**Work to complete**
Reproduce the records precisely. Omit every picture.

Data items:
----------------
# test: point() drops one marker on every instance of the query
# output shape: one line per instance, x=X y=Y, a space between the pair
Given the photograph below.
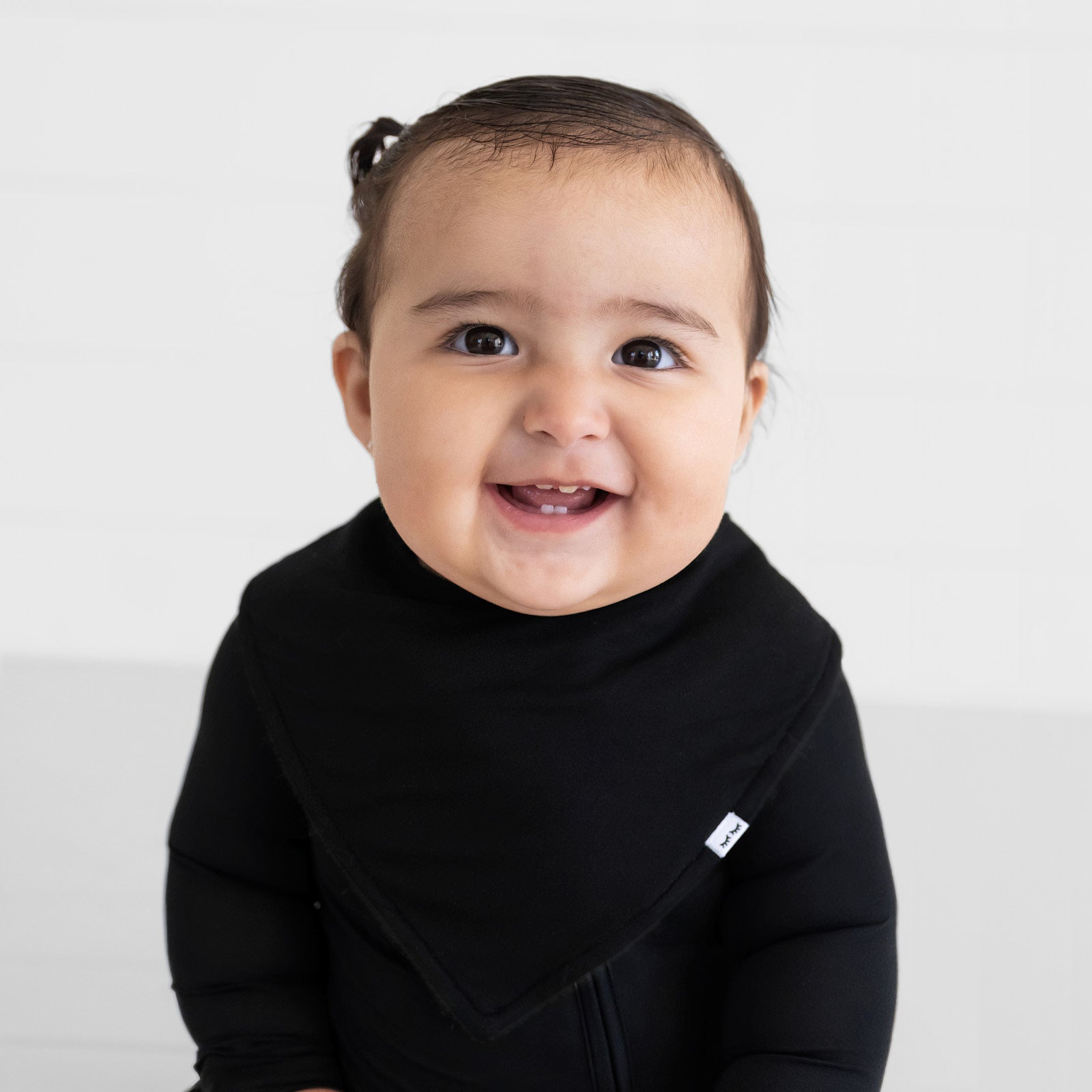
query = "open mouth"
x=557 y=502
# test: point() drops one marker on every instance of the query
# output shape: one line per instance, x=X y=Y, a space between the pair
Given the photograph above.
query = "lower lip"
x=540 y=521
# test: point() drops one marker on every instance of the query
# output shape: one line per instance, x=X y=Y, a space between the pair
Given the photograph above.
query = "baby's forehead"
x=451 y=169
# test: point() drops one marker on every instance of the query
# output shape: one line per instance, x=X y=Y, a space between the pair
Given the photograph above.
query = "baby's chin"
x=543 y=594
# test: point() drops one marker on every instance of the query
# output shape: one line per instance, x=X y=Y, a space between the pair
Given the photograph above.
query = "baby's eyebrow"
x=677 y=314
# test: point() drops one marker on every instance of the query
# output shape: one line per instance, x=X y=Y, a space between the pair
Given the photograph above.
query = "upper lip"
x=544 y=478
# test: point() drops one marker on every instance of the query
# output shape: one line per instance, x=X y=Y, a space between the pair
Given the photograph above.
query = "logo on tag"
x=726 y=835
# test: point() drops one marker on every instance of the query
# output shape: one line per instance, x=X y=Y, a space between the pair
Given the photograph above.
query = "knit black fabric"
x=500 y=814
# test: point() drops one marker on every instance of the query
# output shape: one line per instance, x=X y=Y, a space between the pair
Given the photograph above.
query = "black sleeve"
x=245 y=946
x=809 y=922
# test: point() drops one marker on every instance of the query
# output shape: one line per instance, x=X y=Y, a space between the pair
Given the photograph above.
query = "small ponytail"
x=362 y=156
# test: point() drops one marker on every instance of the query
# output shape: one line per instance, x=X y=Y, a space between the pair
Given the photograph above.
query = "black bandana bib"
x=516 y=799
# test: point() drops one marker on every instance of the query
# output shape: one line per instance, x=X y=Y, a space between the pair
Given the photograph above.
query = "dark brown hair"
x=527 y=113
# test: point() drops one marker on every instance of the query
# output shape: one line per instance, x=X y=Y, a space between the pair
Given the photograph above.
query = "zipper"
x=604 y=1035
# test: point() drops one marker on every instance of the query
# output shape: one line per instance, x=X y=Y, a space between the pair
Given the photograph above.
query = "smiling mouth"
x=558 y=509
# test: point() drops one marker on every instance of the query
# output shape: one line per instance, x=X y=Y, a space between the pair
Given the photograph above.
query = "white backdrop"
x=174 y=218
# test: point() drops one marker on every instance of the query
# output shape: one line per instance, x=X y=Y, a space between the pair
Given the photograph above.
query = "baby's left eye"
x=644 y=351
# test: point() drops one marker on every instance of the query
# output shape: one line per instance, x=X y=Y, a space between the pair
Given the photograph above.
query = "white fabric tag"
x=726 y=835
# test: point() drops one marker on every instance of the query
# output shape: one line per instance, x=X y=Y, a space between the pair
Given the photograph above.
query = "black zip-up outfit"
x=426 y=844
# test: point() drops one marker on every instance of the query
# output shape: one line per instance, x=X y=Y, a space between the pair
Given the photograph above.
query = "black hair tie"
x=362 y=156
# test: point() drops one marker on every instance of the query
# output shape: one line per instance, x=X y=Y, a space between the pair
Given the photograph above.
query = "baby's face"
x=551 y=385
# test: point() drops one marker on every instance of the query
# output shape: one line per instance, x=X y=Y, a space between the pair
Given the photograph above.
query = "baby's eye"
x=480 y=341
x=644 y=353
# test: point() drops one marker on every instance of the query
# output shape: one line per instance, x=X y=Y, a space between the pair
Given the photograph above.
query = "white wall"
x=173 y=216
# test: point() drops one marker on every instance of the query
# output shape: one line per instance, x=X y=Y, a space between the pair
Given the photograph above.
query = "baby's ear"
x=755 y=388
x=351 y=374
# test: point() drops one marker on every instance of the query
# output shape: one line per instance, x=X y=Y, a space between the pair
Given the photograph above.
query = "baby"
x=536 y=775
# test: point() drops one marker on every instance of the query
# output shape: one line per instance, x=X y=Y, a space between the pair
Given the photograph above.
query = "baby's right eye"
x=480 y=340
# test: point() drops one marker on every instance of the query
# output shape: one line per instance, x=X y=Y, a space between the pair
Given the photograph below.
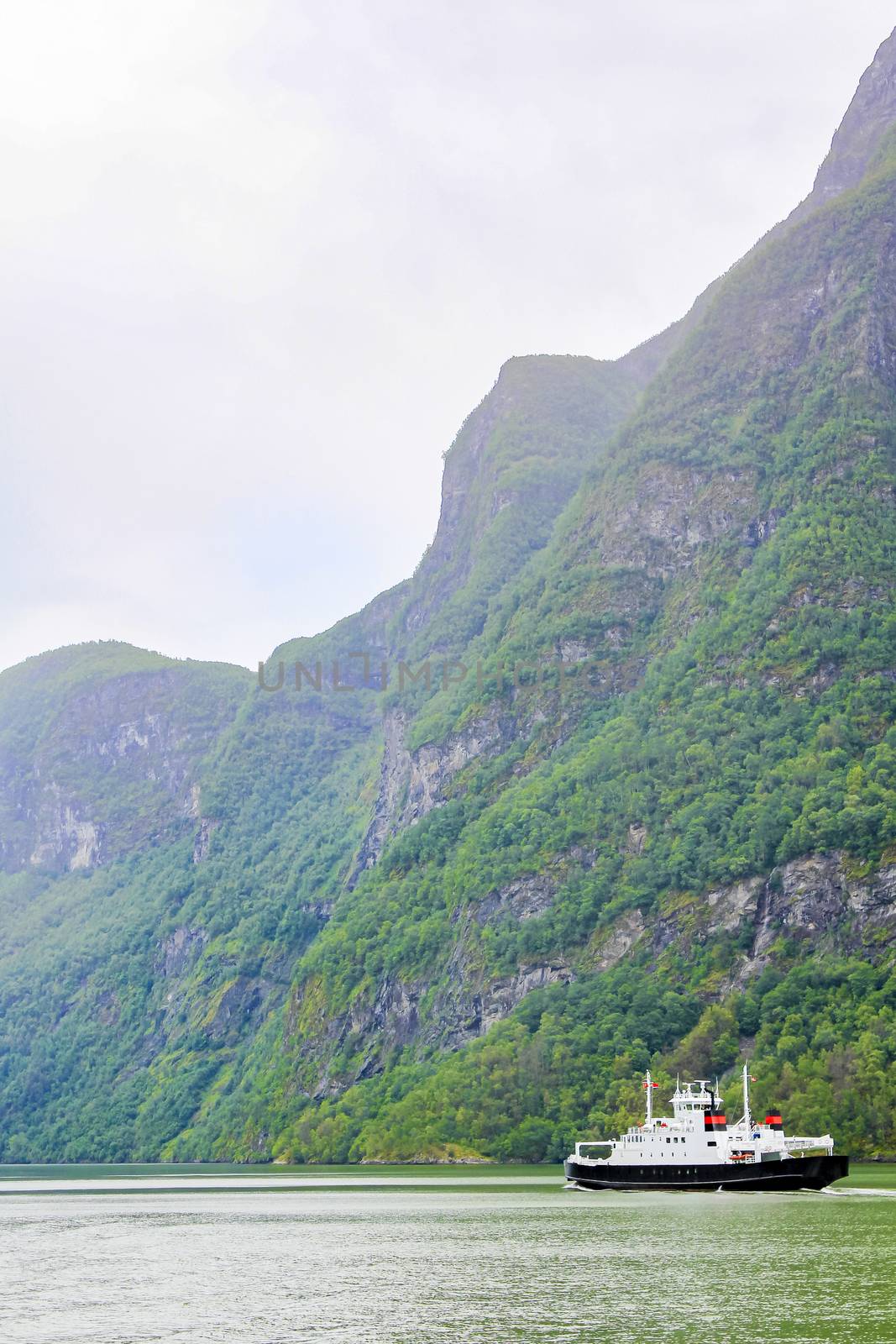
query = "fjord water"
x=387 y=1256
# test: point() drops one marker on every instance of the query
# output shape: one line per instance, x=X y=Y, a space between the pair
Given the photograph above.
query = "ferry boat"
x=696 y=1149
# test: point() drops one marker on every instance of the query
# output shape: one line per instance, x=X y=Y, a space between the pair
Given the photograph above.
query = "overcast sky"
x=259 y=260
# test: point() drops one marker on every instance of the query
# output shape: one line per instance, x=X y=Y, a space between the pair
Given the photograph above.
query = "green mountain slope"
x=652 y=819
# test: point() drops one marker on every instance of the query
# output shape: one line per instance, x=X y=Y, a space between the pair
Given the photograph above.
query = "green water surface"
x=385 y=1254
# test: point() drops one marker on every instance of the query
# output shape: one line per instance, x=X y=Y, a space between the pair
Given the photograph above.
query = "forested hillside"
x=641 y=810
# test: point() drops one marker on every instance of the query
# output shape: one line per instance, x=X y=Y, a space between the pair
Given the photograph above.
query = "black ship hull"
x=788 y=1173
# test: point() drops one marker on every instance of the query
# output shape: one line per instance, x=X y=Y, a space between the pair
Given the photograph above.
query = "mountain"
----------------
**Response**
# test: point() drops one marker on every instance of the query
# output shape: one line per instance, x=X y=Y, a space between the pair
Given the photograph below.
query = "open mouth"
x=557 y=502
# test: point() drops one marker on every instance of the query
# output shape: one line per instance, x=X y=Y, a space between the pair
Given the photograph above.
query = "lower lip"
x=540 y=521
# test: point() drops one marker on every instance of the query
# output shape: one line per instance, x=X y=Y, a space between the pair
Given the photograph above.
query = "baby's forehead"
x=451 y=169
# test: point() drops one marker on every instance of the query
# output shape: one line per instance, x=X y=Y, a space between the pair
Given the photograph above.
query = "baby's chin"
x=543 y=594
# test: point() drops one marker on every instance of the query
# output shape: one line per instance, x=X y=Y, a space between the pair
Given the photograph above.
query = "baby's eyebrow"
x=677 y=314
# test: point() drops one marker on every instance of the query
# output shape: one line per instance, x=X y=Y, a space between the pair
Given the photograph above.
query = "upper lip"
x=544 y=478
# test: point() drops one marker on every instance of the query
# output shape: one line per instance, x=X y=Y, a space between the pair
Given the photograph above.
query = "logo on tag"
x=726 y=835
# test: point() drops one marker on every instance of the query
# output shape: one line per instance, x=X y=Y, a space between the pair
Given the photograph above.
query = "knit black fabric"
x=500 y=814
# test: point() drops one marker on every instance of the query
# output shape: one line per instance, x=X y=Y, a space between the pair
Given the photograph above.
query = "black sleeve"
x=245 y=946
x=809 y=922
# test: point() drops one marker on every instance of the query
# output shape: one line per instance, x=X y=Y, a space between the pair
Given the photograph above.
query = "small ponytail"
x=362 y=156
# test: point() drops one marker on every instance of the query
# output shape: one line per instance, x=X y=Y, a space between the pair
Given the photograph above.
query = "black bandana bib"
x=516 y=799
# test: point() drops one marker on every instance of the query
# output shape: one line per instance, x=X y=Y, a space between the pair
Given the photograph above.
query = "dark brown hair"
x=527 y=113
# test: point() drops one marker on every instance of the query
# output shape: one line per instance, x=X y=Y, a space between the pair
Given the photograph above.
query = "zipper"
x=604 y=1035
# test: point() drops one marker on every instance of the query
# output shape: one line per instance, x=X y=Y, a space between the pair
Given the photograph above.
query = "smiling mouth"
x=558 y=509
# test: point() drops one marker on every instance of the query
# output shape: one line per instance, x=X y=Y, a space between the pair
Given the photograph above.
query = "white backdrop"
x=174 y=218
# test: point() drops one marker on every instance of the query
# output shape: one line per instance, x=X y=Y, a space between the pair
Given the photograph above.
query = "baby's left eye"
x=644 y=351
# test: point() drops one marker on every instance of the query
# output shape: one line per instance, x=X y=Y, a space between the pair
Given the photograph above.
query = "white fabric tag"
x=726 y=835
# test: point() drops one marker on every instance of the query
# output shape: one line per instance, x=X y=Y, a space between the pair
Given the photograph above.
query = "black zip-up outfit"
x=426 y=844
# test: point() drops one marker on every instance of the query
# output shape: one line per instance, x=X y=Y, a space between the pair
Given the photograph above.
query = "black hair tie"
x=362 y=156
# test: point() drops one marker on every instance of the query
# output shape: one line per instance, x=X y=Y, a space between the pair
Given the photograph above.
query = "baby's face"
x=551 y=385
# test: point() drops one marker on every instance of the query
# output shape: one line per instance, x=X y=Y, a space between the pair
Given the photograph above.
query = "baby's eye"
x=480 y=341
x=644 y=353
# test: point() drops one marker on every instance of the query
# output shape: one line per instance, x=X y=Y, a space between the pair
Given the photograph above.
query = "white wall"
x=173 y=216
# test: point() drops one marker on every instance of the query
# output shape: one line per instance, x=X y=Y, a space between the pair
Given the photograph above.
query = "baby's ear"
x=755 y=388
x=351 y=374
# test: point() drops one marker on every instance of the query
# output shape: one line per instance, x=X y=Y, a space between the pair
Given the photograph above.
query = "baby"
x=536 y=775
# test: point() drops one marker on every instance of the query
# output shape: one line per instance, x=X y=Y, a space between the pair
Given the photograph above.
query = "baby's right eye"
x=480 y=340
# test: point() drops one marker on every instance of the query
# output shape: one line per instance, x=X y=Y, a space between the pair
Given the photograph below.
query = "fjord water"
x=387 y=1256
# test: point() drops one marker on every instance of the query
# output shape: one line per instance, x=X y=Y, a space between the pair
Given the photograph above.
query = "ferry boat"
x=696 y=1149
# test: point() drops one marker on every instance of the query
# output shape: one line per instance, x=X y=Y, a space between the pair
Given the photograph above.
query = "overcast sky"
x=259 y=260
# test: point() drops one marker on every instance of the query
# output shape: one line per instance, x=X y=Y, a space between the pair
Given the photograph above.
query = "green mountain slope"
x=652 y=819
# test: point() drops one marker on every instance of the query
# output shape: one line per instance, x=X y=Y, a space between the pair
Given the photograph above.
query = "green water surface"
x=385 y=1254
# test: point() drops one marker on every instance of the query
# output shape: one line per instance, x=X y=Y, a space between the pair
Given the photograph above.
query = "forested hillside"
x=641 y=810
# test: point() drops one marker on every instance of the query
# output shape: one line per instance, x=X y=Y, a space between the pair
Given the photograph above.
query = "black ship hull"
x=788 y=1173
# test: point() drops one marker on every instance of the query
# output shape: one line per instance, x=X y=Y, a space between the pair
Given the photograph above.
query = "mountain"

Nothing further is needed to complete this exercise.